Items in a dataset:
>> Start

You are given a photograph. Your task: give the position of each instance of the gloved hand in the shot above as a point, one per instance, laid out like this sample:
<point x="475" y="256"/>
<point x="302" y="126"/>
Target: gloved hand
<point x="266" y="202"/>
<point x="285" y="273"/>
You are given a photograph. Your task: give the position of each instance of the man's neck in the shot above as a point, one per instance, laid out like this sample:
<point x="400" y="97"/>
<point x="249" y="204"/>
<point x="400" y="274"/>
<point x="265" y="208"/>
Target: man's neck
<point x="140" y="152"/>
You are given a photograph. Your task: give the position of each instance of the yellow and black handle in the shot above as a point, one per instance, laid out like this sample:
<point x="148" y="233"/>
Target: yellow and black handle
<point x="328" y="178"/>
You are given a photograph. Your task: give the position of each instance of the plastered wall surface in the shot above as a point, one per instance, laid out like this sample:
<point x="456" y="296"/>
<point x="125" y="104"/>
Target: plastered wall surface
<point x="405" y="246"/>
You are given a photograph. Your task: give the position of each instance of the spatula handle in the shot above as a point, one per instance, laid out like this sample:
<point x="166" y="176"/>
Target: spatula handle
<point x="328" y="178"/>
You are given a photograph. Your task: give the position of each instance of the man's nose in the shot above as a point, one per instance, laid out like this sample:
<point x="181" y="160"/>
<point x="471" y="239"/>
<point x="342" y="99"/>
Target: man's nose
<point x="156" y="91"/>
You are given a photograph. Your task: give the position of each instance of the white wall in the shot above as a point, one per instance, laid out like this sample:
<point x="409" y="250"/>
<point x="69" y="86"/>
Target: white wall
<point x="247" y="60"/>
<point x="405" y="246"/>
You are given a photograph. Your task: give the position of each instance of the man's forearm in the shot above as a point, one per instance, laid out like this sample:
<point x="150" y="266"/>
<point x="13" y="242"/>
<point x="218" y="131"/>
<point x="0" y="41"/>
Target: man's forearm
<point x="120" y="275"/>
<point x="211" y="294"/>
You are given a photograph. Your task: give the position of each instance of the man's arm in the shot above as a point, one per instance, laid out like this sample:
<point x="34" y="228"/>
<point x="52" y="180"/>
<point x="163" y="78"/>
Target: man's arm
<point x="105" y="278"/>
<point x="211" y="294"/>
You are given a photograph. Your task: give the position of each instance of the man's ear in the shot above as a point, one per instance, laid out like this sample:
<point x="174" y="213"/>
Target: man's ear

>> End

Stated problem: Please rewrite the material from the line with "the man's arm" up to and including the final line, keeping the requests and their sample points as they are. Scale every coordinate in the answers by 0.45 and round each to a whole number, with halves rounded up.

Exercise output:
You are given a photograph. Your task: give the position of each instance of the man's arm in the shot above as a point, one per instance, laid out like this sample:
<point x="34" y="228"/>
<point x="52" y="180"/>
<point x="163" y="78"/>
Target: man's arm
<point x="47" y="125"/>
<point x="95" y="132"/>
You are given a photograph. Your task: give the position of each instance of the man's ear in the shot above as a point, one per instance, laid out like this sample:
<point x="174" y="213"/>
Target: man's ear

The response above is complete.